▸ Stated problem: Update the stretch of lines from the one containing "[tag] line of cars" through the one containing "(155, 0), (1238, 723)" by changing "asphalt road" to "paved road", keeping everything else the same. Return only those lines.

(A block of data)
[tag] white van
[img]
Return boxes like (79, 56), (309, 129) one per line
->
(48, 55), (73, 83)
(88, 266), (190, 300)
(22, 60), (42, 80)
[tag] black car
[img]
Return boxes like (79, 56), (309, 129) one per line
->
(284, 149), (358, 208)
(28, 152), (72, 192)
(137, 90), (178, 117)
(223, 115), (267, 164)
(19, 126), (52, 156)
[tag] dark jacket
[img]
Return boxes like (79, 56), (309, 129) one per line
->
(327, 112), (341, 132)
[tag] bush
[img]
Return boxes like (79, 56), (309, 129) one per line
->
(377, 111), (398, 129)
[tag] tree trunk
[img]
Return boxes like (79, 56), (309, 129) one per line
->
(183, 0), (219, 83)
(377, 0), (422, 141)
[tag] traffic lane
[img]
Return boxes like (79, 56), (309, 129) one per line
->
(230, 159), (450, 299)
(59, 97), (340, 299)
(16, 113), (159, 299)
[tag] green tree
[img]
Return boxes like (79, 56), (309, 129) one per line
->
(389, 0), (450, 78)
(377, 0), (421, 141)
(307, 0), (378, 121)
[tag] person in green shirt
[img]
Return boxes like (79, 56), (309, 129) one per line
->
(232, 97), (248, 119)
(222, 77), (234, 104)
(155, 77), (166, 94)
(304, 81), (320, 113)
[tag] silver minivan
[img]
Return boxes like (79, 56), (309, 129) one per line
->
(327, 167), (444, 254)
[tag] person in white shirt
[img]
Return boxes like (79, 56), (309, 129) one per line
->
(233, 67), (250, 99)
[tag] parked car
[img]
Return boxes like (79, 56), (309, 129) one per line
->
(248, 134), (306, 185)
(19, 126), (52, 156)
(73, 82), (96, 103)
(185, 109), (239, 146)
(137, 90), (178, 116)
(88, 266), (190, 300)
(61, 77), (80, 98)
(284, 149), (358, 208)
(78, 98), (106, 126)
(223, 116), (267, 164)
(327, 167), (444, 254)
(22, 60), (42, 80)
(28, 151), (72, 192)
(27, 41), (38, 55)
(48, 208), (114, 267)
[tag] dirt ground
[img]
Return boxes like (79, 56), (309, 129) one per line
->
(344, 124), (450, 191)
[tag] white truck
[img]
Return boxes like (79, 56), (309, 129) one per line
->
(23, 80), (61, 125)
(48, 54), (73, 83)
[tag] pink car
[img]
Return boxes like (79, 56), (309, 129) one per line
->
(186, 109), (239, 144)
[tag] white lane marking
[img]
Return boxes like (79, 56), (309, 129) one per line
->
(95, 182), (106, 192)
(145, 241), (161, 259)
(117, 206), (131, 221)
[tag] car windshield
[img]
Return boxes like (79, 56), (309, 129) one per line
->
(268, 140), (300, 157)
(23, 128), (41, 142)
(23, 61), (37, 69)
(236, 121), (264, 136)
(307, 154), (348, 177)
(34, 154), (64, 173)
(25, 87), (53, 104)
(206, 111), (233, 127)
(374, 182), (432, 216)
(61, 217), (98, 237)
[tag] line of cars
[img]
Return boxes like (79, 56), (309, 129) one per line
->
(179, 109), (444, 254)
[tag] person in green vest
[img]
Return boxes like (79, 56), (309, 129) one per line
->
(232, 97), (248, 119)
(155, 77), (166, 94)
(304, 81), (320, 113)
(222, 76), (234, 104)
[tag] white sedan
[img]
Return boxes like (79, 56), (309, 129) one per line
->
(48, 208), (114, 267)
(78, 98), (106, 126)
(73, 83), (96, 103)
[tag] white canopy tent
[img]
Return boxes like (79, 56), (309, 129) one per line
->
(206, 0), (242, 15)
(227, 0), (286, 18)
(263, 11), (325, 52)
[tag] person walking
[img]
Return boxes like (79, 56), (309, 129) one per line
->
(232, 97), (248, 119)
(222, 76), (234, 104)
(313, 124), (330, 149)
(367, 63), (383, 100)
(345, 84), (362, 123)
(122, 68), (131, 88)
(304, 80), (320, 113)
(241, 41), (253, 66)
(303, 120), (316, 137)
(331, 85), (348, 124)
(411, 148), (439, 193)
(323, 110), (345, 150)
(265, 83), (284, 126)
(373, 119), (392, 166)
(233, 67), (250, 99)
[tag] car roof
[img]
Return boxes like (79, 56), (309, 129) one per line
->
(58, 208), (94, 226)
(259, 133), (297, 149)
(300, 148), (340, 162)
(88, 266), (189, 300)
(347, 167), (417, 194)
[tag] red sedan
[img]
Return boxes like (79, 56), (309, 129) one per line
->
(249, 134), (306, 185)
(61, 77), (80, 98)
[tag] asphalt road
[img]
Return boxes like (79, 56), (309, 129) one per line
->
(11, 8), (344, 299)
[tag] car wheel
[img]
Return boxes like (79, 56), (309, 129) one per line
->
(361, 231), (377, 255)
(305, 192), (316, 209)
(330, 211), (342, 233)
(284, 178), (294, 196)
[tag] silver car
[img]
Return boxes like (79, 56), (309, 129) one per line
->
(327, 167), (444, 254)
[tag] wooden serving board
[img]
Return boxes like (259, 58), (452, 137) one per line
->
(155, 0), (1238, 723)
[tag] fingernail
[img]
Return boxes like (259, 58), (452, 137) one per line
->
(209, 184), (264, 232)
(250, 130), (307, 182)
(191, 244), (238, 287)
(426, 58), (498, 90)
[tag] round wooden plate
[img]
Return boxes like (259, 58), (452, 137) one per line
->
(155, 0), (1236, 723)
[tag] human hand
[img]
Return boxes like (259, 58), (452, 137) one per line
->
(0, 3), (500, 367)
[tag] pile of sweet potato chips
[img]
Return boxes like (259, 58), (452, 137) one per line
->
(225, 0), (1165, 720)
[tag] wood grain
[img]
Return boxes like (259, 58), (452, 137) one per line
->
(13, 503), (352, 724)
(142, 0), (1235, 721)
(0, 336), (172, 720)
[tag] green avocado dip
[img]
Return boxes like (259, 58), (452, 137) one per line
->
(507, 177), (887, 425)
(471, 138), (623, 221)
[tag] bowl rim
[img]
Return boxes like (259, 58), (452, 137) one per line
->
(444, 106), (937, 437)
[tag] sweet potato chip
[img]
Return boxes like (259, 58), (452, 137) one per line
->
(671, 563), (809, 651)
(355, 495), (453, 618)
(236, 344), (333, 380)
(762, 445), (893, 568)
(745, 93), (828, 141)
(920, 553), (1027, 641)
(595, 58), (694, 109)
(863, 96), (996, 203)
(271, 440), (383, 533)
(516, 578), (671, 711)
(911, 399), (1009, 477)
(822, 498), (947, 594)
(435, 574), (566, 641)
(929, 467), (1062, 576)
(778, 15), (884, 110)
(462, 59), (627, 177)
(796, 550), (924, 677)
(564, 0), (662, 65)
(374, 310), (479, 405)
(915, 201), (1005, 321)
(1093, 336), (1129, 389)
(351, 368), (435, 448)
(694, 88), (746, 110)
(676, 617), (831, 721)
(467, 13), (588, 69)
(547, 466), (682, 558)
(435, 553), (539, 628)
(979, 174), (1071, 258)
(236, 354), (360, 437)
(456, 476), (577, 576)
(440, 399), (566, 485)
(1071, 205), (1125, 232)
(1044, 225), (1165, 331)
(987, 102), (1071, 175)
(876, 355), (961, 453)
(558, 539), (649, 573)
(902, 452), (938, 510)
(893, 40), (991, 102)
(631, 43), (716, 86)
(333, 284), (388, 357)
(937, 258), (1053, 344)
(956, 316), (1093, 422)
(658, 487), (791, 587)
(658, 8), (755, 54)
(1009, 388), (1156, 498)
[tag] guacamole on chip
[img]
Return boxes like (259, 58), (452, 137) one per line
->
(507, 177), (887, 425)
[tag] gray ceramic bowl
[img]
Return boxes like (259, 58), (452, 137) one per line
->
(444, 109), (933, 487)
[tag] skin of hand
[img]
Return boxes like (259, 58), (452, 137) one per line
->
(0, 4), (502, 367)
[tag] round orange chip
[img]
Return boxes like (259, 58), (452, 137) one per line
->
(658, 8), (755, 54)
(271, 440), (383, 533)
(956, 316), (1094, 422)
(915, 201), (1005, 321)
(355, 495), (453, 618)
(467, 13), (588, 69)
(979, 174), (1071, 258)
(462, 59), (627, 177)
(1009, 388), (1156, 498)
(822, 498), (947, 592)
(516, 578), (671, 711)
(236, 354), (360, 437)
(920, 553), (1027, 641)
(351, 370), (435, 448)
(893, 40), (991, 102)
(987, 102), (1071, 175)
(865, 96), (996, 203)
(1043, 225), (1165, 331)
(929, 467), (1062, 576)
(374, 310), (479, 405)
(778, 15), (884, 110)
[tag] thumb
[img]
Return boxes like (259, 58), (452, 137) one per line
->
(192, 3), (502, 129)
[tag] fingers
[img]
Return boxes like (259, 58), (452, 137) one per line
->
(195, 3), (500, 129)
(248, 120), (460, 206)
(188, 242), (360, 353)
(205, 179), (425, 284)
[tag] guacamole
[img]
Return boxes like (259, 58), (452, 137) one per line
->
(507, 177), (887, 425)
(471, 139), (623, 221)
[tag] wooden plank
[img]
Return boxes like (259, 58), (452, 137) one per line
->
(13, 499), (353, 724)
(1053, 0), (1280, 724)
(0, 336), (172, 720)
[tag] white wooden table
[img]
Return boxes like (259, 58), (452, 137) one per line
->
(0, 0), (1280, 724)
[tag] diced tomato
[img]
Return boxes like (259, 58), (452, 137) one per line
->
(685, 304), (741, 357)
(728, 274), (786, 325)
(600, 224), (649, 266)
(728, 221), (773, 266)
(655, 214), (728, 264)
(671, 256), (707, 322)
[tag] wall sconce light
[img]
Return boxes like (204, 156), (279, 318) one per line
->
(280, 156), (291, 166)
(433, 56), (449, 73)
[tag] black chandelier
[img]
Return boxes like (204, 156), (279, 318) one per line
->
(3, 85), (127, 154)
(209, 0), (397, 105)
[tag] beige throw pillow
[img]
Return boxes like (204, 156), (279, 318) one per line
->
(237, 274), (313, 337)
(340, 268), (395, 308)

▸ Response to this exercise:
[tag] line of cars
[img]
Return boxes like (79, 56), (309, 129) one per line
->
(179, 109), (444, 254)
[tag] person in green vest
[img]
Return boxes like (79, 56), (309, 129) one per line
->
(232, 97), (248, 119)
(155, 77), (166, 94)
(304, 81), (320, 113)
(222, 76), (234, 104)
[tag] white sedan
[img]
Return boxes like (79, 56), (309, 129) one per line
->
(48, 208), (114, 267)
(78, 98), (106, 126)
(73, 83), (96, 103)
[tag] white canopy tent
[img]
Return boxes like (79, 56), (309, 129) one per line
->
(206, 0), (242, 15)
(227, 0), (286, 18)
(263, 11), (325, 52)
[tag] person walking
[img]
Return boxes like (79, 56), (309, 129) one per line
->
(232, 97), (248, 119)
(222, 76), (234, 104)
(313, 124), (330, 149)
(367, 63), (383, 100)
(345, 84), (362, 123)
(122, 68), (131, 88)
(304, 80), (320, 113)
(241, 41), (253, 66)
(303, 120), (316, 137)
(331, 85), (348, 124)
(411, 148), (439, 193)
(323, 110), (345, 150)
(265, 83), (284, 126)
(373, 119), (392, 166)
(233, 67), (250, 99)
[tag] car roof
[img]
Return boxes like (79, 56), (309, 129) one per line
->
(58, 208), (94, 226)
(259, 133), (297, 149)
(300, 148), (340, 162)
(88, 266), (189, 300)
(347, 167), (417, 194)
[tag] red sedan
[img]
Return boxes like (79, 56), (309, 129) one per line
->
(249, 134), (306, 185)
(61, 77), (80, 98)
[tag] paved road
[img]
Return boxes like (79, 56), (309, 129) one per line
->
(11, 8), (344, 299)
[tag] car wheel
[img]
Return boxes like (79, 56), (309, 129) one per line
->
(361, 231), (377, 255)
(305, 192), (316, 209)
(330, 211), (342, 233)
(284, 178), (294, 196)
[tag] silver car
[img]
Return boxes like (79, 56), (309, 129) one per line
->
(327, 167), (444, 254)
[tag] wooden serving board
[img]
Return boxes like (259, 58), (452, 137) one per line
->
(155, 0), (1238, 723)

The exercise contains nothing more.